* **Activity**
Range to output from the entries below: the line containing "Reviewer note: verify that every instance of the white wall" through the line containing "Reviewer note: verify that every instance of the lamp". Set it down exactly, ends included, nothing else.

───── Data

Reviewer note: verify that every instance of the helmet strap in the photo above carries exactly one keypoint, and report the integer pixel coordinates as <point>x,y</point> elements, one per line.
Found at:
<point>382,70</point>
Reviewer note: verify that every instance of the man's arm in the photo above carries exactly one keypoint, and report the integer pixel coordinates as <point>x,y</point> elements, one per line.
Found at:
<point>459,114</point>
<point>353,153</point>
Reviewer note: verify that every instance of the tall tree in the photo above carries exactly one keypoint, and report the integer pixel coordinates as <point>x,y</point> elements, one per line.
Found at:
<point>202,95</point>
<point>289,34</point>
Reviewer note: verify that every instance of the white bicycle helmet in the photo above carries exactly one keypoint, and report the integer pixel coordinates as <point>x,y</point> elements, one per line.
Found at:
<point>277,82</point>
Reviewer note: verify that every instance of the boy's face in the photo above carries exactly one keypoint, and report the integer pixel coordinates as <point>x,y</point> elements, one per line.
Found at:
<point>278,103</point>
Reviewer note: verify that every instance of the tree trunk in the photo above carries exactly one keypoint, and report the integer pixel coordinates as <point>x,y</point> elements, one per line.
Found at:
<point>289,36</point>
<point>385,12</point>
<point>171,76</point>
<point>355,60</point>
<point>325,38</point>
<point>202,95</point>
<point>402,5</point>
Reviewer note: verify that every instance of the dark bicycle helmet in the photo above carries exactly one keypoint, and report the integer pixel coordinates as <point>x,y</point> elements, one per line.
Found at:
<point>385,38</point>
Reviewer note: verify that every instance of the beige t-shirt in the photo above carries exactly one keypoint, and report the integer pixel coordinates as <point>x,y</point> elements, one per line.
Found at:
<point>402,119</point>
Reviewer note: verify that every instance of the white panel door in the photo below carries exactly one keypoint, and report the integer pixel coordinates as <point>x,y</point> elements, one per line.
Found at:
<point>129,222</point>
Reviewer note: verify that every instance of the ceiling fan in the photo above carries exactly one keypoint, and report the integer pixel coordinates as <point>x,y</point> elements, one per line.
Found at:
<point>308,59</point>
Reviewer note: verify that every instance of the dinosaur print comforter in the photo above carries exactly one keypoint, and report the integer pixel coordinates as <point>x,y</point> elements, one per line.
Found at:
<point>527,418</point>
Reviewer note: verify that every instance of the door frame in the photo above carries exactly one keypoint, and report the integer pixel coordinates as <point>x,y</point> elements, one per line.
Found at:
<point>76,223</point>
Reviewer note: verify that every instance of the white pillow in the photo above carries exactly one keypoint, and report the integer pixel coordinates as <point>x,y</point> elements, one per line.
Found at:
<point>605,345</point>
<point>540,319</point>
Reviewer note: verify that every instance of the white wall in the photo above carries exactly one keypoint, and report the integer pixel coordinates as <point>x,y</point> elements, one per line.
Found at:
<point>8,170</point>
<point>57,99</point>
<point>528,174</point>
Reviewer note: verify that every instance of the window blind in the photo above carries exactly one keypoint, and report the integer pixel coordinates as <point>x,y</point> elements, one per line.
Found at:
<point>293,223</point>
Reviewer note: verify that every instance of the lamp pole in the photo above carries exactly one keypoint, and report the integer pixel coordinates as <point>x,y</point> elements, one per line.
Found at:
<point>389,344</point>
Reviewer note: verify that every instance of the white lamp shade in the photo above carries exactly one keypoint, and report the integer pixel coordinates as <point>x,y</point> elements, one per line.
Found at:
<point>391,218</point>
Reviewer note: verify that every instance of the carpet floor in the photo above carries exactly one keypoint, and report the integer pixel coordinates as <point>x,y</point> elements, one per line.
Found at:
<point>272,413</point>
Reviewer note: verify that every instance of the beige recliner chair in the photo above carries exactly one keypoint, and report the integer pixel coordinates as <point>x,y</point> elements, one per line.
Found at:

──────────

* **Answer area**
Reviewer note: verify that every instance of the white wall in the photo above carries exactly one keypoint, and report the integer pixel coordinates as <point>x,y</point> elements, one per line.
Found at:
<point>8,170</point>
<point>57,99</point>
<point>528,174</point>
Reviewer note: verify that every instance of the window blind in the photo above carries exactly one keypoint, and report the integer pixel coordinates as <point>x,y</point> elements, one per line.
Found at:
<point>293,223</point>
Reviewer note: verify that every instance of the lamp pole in the photo above carries exactly one keypoint, and report the integer pixel coordinates as <point>x,y</point> elements, one per line.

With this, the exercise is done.